§ **Task directions**
Copy the lines from the one holding "image above, identify" through the end of the entries, inclusive, changing "pillow" to "cushion" and keeping everything else the same.
══ Input for this task ══
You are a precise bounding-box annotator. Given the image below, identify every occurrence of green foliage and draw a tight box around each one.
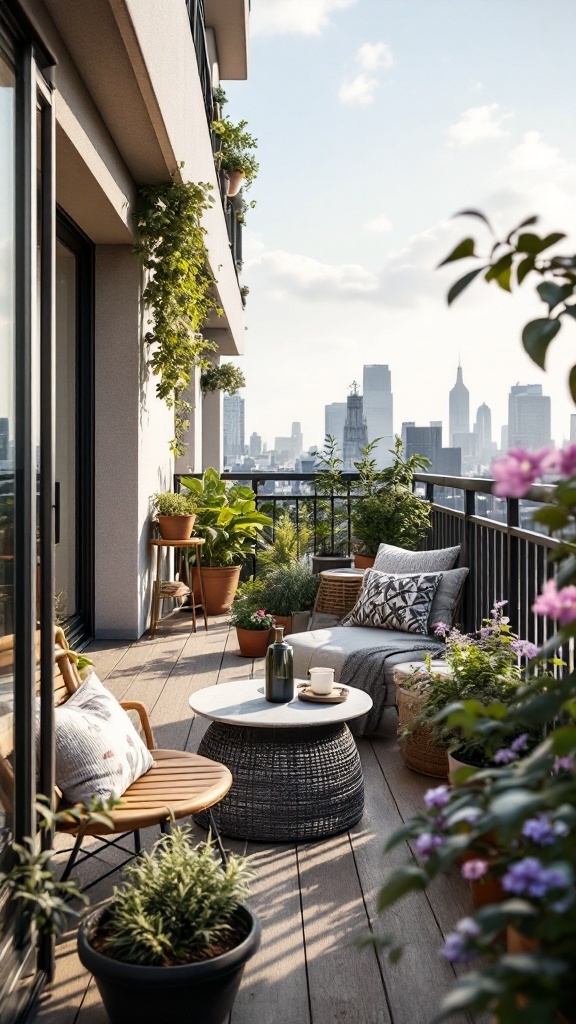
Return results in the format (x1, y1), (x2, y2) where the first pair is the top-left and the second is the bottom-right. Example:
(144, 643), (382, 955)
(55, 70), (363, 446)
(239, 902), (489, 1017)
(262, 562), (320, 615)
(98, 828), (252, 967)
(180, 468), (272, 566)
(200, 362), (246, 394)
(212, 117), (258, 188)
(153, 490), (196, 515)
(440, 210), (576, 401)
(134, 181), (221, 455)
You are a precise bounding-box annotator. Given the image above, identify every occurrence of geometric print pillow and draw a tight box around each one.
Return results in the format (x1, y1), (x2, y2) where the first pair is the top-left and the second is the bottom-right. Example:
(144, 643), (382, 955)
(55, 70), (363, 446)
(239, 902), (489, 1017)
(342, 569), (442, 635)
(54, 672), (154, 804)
═══
§ **Answer in full**
You are a precise bounding-box annotator. Given the image above, identify every occurrence of geometric print cushion and draw a tight box around each one.
Return results in the format (x1, y1), (x2, y2) where the first pair is the top-left and the second is the bottom-right. Example:
(144, 643), (382, 955)
(55, 70), (363, 446)
(239, 902), (489, 1017)
(342, 569), (442, 635)
(54, 672), (154, 804)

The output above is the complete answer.